THE PROBLEM =>
Copy the following lines word for word, covering all of the material from start to finish.

[START DATASET CONTENT]

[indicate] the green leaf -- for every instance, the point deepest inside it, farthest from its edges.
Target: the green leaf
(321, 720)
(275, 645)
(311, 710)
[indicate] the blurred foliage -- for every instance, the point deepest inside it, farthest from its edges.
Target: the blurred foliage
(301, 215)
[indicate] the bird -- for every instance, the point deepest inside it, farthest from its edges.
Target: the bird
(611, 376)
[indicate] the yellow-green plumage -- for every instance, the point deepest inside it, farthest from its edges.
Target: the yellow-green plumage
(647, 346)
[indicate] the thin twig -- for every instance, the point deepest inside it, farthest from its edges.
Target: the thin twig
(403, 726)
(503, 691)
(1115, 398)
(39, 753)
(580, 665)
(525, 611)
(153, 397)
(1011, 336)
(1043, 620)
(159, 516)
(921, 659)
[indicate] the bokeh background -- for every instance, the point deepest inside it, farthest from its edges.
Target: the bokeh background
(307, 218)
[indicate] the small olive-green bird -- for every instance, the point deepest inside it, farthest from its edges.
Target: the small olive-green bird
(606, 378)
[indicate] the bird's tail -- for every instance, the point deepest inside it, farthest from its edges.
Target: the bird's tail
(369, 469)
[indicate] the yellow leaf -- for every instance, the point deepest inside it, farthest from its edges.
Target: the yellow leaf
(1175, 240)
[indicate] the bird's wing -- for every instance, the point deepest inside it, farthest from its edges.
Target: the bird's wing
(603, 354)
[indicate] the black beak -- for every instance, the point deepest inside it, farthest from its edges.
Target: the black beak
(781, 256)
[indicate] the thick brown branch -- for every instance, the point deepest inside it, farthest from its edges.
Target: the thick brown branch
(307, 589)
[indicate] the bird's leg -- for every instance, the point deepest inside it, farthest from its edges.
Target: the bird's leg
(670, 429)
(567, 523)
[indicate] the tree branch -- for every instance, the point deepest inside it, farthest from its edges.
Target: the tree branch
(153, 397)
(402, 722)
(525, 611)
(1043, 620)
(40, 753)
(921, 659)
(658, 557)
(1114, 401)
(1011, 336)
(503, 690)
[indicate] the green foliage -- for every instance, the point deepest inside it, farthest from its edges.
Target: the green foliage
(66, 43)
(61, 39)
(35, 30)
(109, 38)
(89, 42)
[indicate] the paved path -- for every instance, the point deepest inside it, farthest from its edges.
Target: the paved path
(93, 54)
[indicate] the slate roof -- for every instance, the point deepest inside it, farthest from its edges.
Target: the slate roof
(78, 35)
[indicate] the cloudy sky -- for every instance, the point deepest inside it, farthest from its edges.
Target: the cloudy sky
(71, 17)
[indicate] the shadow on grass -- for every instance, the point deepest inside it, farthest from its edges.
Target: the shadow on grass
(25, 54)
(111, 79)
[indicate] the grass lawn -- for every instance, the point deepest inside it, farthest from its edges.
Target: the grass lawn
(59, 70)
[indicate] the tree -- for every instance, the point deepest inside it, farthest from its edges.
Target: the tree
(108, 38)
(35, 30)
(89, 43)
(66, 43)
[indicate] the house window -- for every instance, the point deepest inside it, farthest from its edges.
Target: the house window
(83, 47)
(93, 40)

[END DATASET CONTENT]

SOLUTION FOR THIS EXERCISE =>
[indicate] the green leaf -- for every instance, the point deepest inside it, farthest from its edges.
Target: the green leaf
(321, 720)
(275, 645)
(311, 710)
[indicate] the blurred foliage -- for every instance, the point deepest inside it, farthest from its edges.
Target: the blurred foliage
(301, 215)
[indicate] the bird -- for every instance, the point deepest inside it, farthest from its edges.
Target: the bird
(611, 376)
[indicate] the yellow-green plumage -- for every instance, the point deepest inside it, farthest from its edges.
Target: the yellow-green plumage
(647, 346)
[indicate] the thin twig -- for every instance, the point deepest inside it, farthest from its edges.
Target: the thin twig
(403, 726)
(503, 691)
(1115, 398)
(39, 753)
(580, 665)
(525, 611)
(153, 397)
(1011, 336)
(1043, 620)
(159, 516)
(921, 659)
[indicate] the bokeh background -- for every instance, the point deepest inside it, farthest from its edges.
Target: the bokeh background
(307, 218)
[indicate] the small olive-green bird -- for every instance, the point deepest inside it, farthest from its edges.
Target: the small olive-green bird
(606, 378)
[indicate] the bird's tail -- for every instance, the point deepest inside it, farthest from its edges.
Target: the bird's tail
(369, 469)
[indicate] the yellow leaf -- for every instance, the point deepest inside it, farthest from its edges.
Target: the yellow leaf
(1175, 240)
[indicate] the bird's wing -- for every instance, the point deepest inside it, farthest from its edges.
Target: the bird's wing
(603, 354)
[indicate] the black beak -- for every instance, the point deepest inside it, farthest from its edges.
Target: the black beak
(781, 256)
[indicate] the thick brown branch -- for every instance, the point deepest inside it, farthest from its edges.
Target: the thick brown branch
(307, 589)
[indicate] the bird's leg -- for every instance, the point deepest inside it, farthest from its edges.
Target: the bird's leg
(670, 429)
(567, 523)
[indicate] the tree branch -- for every instance, the point deepest inside it, farthest from its edges.
Target: the tree branch
(153, 397)
(402, 722)
(525, 611)
(1043, 620)
(40, 753)
(921, 659)
(658, 557)
(1114, 401)
(1011, 336)
(503, 690)
[indicate] the green foliage -- for every instance, the point deepest inside it, farthest from its edges.
Target: the green foliage
(66, 43)
(61, 39)
(35, 30)
(109, 38)
(89, 42)
[indicate] the paved path -- for every instance, the point deepest inside it, farthest from its edges.
Target: the paved path
(93, 54)
[indicate] the slate roof -- for every instance, the point deepest inside it, farthest from its edges.
Target: the slate roof
(78, 35)
[indicate] the cloudy sky -- for every instance, the point deepest inside it, farthest from its edges.
Target: the cloudy sky
(71, 17)
[indicate] the shadow on grass -- for every instance, the point deepest inside it, farthest from its edges.
Target: the shadow on grass
(25, 54)
(111, 79)
[indicate] the grass lawn -- for every instance, the point deepest inside it, farthest from its edges.
Target: the grass lawn
(59, 70)
[indicate] the tree -- for every instance, the point deepest inside it, farthest from its edges.
Target: the tree
(108, 38)
(35, 30)
(89, 43)
(66, 43)
[indicate] the house window -- for every instance, the point deepest inside it, farthest from its edges.
Target: the house window
(83, 47)
(93, 40)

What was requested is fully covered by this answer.